#### Excerpt to read

20 June 2022

Why can’t the world get Ukraine the weapons it needs?

Joshua Keating

Ukraine has received tens of billions of dollars in weapons and military aid since Russia’s invasion, in one of the largest military supply efforts ever mounted. The U.S. has led the way, with roughly $135 million a day in aid, and more than 30 other countries have sent military hardware as well. But as Ukrainian forces steadily lose ground — and soldiers — in the eastern Donbas region, officials in Kyiv say they need much more.

Ukrainian President Volodymyr Zelenskyy told a German newspaper this week that he knows his demands for aid sound like a “never-ending loop,” but went on to add a fresh plea. “We need modern weapons,” he said. “We need support to survive and win. And the less willing our partners are to help us with arms, the longer this war will last and the more people will die.”

Specifically, Ukraine asked for 1,000 howitzer cannons, 500 tanks and 1,000 drones, among other systems, ahead of a meeting of defense ministers from 50 countries to discuss the war.

########

Required work >> Duplicate the part of the article on weapons aid to Ukraine, starting with "Ukrainian President Volodymyr" and going on through "discuss the war.".

#### Dataset extract

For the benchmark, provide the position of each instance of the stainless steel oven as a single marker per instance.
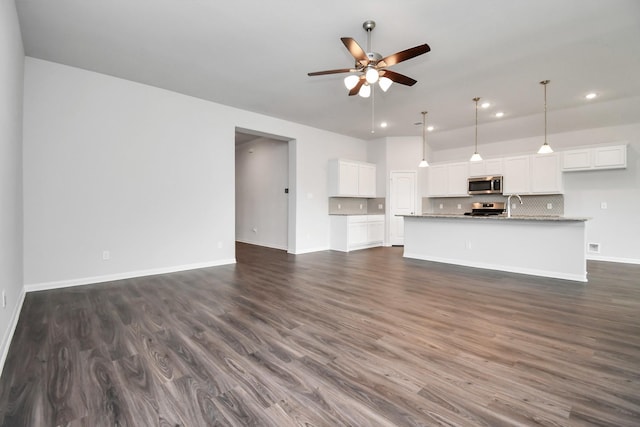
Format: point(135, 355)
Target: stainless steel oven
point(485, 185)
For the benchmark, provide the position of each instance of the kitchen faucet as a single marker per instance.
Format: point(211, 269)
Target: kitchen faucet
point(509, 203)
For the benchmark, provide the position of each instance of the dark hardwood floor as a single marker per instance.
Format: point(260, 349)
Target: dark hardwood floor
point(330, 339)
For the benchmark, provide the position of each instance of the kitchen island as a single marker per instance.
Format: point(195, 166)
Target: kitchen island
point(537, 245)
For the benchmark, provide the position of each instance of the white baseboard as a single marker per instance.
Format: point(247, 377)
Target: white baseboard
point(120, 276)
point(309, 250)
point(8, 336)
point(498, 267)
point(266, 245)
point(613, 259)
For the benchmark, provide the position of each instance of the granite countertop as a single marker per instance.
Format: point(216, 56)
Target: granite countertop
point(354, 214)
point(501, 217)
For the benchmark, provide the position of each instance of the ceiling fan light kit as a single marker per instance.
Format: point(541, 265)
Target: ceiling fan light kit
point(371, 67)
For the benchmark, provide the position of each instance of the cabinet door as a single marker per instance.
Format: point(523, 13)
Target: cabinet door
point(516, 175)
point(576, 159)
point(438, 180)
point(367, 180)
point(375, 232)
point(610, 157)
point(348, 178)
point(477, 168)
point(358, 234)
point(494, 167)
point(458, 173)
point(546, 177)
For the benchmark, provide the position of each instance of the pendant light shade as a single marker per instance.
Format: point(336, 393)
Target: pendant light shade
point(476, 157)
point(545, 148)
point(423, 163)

########
#### Dataset extract

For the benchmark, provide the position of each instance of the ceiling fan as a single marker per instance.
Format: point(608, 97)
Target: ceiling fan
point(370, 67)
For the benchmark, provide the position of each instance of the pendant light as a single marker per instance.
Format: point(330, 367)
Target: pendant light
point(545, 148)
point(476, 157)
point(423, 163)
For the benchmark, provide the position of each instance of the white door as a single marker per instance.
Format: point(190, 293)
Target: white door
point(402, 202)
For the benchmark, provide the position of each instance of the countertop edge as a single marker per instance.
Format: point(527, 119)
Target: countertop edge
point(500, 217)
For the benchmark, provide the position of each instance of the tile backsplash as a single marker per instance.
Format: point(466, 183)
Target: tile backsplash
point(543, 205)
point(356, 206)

########

Correct result >>
Ukrainian President Volodymyr Zelenskyy told a German newspaper this week that he knows his demands for aid sound like a “never-ending loop,” but went on to add a fresh plea. “We need modern weapons,” he said. “We need support to survive and win. And the less willing our partners are to help us with arms, the longer this war will last and the more people will die.”

Specifically, Ukraine asked for 1,000 howitzer cannons, 500 tanks and 1,000 drones, among other systems, ahead of a meeting of defense ministers from 50 countries to discuss the war.